_Exercise prompt_
The response should be a faithful copy of every record, with nothing left out.
===== Data supplied =====
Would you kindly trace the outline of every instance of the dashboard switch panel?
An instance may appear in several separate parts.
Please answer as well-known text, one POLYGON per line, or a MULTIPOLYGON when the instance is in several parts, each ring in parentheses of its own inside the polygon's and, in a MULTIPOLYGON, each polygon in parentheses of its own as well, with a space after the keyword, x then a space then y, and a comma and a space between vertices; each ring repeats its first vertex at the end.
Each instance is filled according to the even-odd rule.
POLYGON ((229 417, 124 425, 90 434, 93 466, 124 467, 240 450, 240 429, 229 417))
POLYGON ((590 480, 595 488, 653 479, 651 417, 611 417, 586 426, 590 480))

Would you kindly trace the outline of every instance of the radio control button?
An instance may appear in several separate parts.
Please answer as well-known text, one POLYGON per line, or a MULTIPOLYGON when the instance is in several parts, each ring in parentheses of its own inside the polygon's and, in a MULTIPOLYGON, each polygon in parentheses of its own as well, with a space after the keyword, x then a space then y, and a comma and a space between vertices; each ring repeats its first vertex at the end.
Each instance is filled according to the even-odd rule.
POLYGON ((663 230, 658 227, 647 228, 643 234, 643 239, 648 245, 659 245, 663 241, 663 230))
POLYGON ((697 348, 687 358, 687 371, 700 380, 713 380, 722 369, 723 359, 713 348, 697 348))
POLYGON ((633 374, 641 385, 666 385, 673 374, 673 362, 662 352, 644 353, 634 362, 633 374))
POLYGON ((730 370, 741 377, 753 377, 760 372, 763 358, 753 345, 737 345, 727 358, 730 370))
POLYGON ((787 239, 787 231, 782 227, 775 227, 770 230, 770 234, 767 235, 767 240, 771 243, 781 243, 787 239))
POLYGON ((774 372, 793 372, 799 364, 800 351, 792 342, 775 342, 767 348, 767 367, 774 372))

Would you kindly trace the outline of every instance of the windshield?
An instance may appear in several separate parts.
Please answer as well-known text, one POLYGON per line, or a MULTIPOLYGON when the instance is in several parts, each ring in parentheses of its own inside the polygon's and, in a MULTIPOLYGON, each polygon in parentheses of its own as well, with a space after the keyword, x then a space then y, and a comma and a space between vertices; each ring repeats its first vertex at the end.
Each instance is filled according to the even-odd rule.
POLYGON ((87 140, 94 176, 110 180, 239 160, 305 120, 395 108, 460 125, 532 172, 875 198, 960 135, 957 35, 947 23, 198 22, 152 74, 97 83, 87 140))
=====
_Answer to the exercise_
Would you kindly trace the outline of every instance of the dashboard switch panel?
An instance may appear in several separate parts.
Please answer as well-known text, one POLYGON per line, or a MULTIPOLYGON when the instance is in several parts, each ring in parentheses of its own inside the polygon's and, in a MULTIPOLYGON, each polygon in parentheses of its own as well, with a space after the keyword, x then a space then y, and a comma and a space between vertices; each ring repeats its first vertex at the end.
Each instance is filled according to the even-odd rule.
POLYGON ((229 417, 124 425, 90 434, 93 466, 124 467, 240 450, 240 429, 229 417))
POLYGON ((590 480, 595 488, 653 479, 651 417, 611 417, 586 426, 590 480))

Would you kindly trace the outline of every instance of the radio control button?
An instance may appear in several separate parts.
Please answer as well-known text, one POLYGON per line, or a MULTIPOLYGON when the instance is in several parts, each ring in parentheses of its own inside the polygon's and, in a MULTIPOLYGON, each polygon in parentheses of its own as well, with a space after the keyword, x then a space then y, and a comma and a space between vertices; each ring repeats its first vertex at the end.
Each instance is filled according to the even-odd rule.
POLYGON ((663 230, 658 227, 647 228, 643 234, 643 239, 648 245, 659 245, 663 241, 663 230))
POLYGON ((697 348, 687 358, 687 371, 700 380, 713 380, 722 369, 723 359, 713 348, 697 348))
POLYGON ((633 374, 641 385, 666 385, 673 374, 673 362, 662 352, 644 353, 634 362, 633 374))
POLYGON ((730 370, 741 377, 753 377, 760 372, 763 358, 753 345, 737 345, 727 358, 730 370))
POLYGON ((787 239, 787 231, 782 227, 775 227, 770 230, 770 234, 767 235, 767 240, 771 243, 781 243, 787 239))
POLYGON ((774 372, 793 372, 799 364, 800 351, 792 342, 775 342, 767 348, 767 367, 774 372))

Would you kindly trace the outline of every instance of the windshield?
An instance may appear in several separate parts.
Please answer as well-known text, one POLYGON per line, or a MULTIPOLYGON when the instance is in several parts, each ring in parentheses of its own inside the polygon's and, in a MULTIPOLYGON, each polygon in parentheses of its own as well, with a space after the keyword, x then a space then y, and a comma and a space between vertices; each ring repeats its first vertex at the end.
Each instance is filled according to the even-odd rule.
POLYGON ((87 140, 94 176, 110 180, 239 160, 305 120, 395 108, 460 125, 532 172, 875 198, 960 135, 957 35, 947 23, 198 22, 152 74, 97 83, 87 140))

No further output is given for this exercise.